== Extract
In a perfect world, a patient will be sedated before intubation, but as emergency care providers understand, conditions often are not optimal and other approaches are necessary.
Awake tracheal intubation (ATI), placing an airway device in the trachea of a patient who is awake and breathing, can be a successful and safe option for patients with an anticipated difficult airway, a history of intubation struggles or a weak cervical spine. Nevertheless, it requires experience and focus to correctly perform.
Knowledge is key
Knowing how to properly execute an ATI will allow for a quick and efficient way to help a patient suffering an airway or respiratory emergency. Previous research claims that having two anesthesia providers is key: one to perform the procedure and one to monitor the patient.
Using visual aids, such as checklists when time allows, improves the overall consistency and communication among medical teams. According to the Difficult Airway Society (DAS), the main practical elements of a successful ATI can be broken down into four categories:
It is highly recommended to administer oxygen to patients during ATI. Oxygen should be given immediately upon arrival, and the distribution of oxygen to the patient should be continued throughout the entire ATI process. Oxygen masks can be used for this, but the most optimal technique would be the use of high-flow nasal oxygen.
To ensure the success of an ATI procedure, the topical application of local anaesthetic must be spot-on. It is best practice to use 20 to 30 initial sprays during inspiration.
Vasoconstriction of the nasal passage, what MedlinePlus describes as blood vessels constricting, can decrease the patient’s chance of bleeding from their nose. A variety of topical nasal decongestants can increase airflow and reduce blockages, and it is recommended that these be used prior to nasotracheal intubation.
Although sedation is not required during ATI, minimal sedation is sometimes recommended and encouraged to reduce the patient’s anxiety. Minimal sedation is a drug-induced state where the patient can respond to verbal commands, and the airway, ventilation and cardiovascular functions remain unaffected. There is always a chance of over-sedation, especially within certain age demographics, which is why it is strongly recommended the administration of sedation be done by a trained, independent practitioner, if possible.
====
▸ Tasks to carry out:
1. In the article on awake tracheal intubation, what technique is named as the most optimal way to give oxygen during the procedure?
2. Carry on writing the article on awake tracheal intubation, starting after its final sentence.
== Data extract
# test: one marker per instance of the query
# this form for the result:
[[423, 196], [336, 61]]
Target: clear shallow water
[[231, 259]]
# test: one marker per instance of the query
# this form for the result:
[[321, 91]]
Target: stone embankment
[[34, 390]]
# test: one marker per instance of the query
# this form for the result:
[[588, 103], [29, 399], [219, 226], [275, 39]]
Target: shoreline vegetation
====
== Data extract
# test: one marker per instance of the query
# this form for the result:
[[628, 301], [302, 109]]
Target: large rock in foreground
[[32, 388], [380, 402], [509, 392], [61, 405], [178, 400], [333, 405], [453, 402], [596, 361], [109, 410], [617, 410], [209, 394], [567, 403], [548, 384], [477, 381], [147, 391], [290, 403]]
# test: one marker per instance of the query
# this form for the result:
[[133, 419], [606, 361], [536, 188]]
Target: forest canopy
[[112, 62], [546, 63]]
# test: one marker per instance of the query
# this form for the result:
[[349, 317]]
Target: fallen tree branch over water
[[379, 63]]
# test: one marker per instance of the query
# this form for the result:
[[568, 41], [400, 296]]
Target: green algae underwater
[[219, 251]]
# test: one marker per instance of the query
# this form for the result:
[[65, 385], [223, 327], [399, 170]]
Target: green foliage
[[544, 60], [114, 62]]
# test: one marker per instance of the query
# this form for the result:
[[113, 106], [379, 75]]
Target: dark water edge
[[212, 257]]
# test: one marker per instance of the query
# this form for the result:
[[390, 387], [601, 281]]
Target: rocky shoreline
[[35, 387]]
====
== Data extract
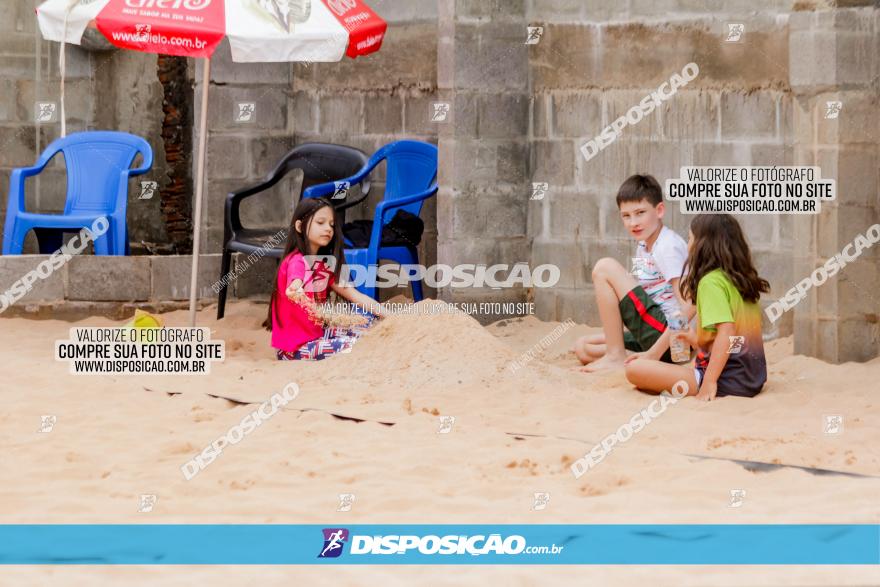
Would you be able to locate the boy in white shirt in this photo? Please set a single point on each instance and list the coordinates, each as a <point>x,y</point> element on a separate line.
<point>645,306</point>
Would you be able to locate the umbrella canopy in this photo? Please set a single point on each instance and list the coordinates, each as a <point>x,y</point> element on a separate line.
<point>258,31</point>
====
▸ Answers below:
1. High-flow nasal oxygen.

2.
Tracheal tube placement check
Without the proper tube placement, ATI can be ineffective. The two ways to check that the tracheal tube is in the proper place are:
- The practitioner must visualise the tube going through the vocal cords.
- The practitioner can perform a capnography to confirm proper tracheal tube placement. This can be done by measuring the respiratory rate and carbon dioxide exchange with each breath.
This step should also be done while the patient is sitting up, and the operator should ensure they can see the patient’s monitor, video screen and any infusion pumps the patient may have.
A vital piece of any intubation procedure is for the provider to set themselves and patient up for success before the process begins. Be prepared to utilize the Suction Assisted Laryngoscopy and Airway Decontamination, or the SALAD technique. It uses aggressive suction, ideally with a specifically designed catheter, to quickly clear the airway prior to intubation. Read more about the technique here. Given that intubation failure is possible for even veteran providers, this is a crucial step.
Effective ATI leads to safer care
With proper knowledge and practical experience, ATI can be a safer and easier option for patients because spontaneous ventilation and intrinsic airway tone are maintained throughout the process. Medical professionals educating themselves and keeping a checklist of proper procedures on-hand can save someone’s life.